**Exercise directions**
Below are records. Copy every line with "suit" in it.

======== Material for this exercise

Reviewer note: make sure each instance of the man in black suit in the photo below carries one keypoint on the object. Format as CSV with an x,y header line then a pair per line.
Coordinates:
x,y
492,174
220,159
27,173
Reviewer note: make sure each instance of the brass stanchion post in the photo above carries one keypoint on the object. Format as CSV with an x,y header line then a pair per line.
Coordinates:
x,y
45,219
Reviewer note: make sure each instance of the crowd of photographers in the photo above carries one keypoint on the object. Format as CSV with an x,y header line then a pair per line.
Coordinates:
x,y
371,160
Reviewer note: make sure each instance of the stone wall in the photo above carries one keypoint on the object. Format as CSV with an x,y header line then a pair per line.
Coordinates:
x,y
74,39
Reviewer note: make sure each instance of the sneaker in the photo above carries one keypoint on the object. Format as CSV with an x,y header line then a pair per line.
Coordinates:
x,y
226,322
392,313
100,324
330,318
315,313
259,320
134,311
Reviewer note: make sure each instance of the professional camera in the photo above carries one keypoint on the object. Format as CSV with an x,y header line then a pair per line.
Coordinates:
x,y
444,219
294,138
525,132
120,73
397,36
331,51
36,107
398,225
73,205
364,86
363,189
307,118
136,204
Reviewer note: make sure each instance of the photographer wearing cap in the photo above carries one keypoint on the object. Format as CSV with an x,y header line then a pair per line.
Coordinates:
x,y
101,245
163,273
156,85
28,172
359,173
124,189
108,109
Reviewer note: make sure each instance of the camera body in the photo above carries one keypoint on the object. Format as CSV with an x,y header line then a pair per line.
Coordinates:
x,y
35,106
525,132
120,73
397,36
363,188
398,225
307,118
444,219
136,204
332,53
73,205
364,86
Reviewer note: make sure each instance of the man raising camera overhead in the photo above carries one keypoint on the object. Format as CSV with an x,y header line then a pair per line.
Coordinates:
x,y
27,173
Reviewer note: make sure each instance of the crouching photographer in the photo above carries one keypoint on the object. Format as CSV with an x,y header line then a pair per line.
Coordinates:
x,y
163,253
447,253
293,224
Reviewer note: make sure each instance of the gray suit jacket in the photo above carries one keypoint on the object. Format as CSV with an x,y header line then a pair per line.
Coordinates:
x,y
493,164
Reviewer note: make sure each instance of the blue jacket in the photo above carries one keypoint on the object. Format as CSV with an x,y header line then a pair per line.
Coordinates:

================

**Your solution**
Reviewer note: make sure each instance of the man in black suit in the photo below carries one keypoint on the object. Format as CSV with an x,y header line then a pair per line.
Reviewer note: make sure each instance of the gray suit jacket in the photo above carries one keypoint on the object. Format as CSV with an x,y header line then a pair per line.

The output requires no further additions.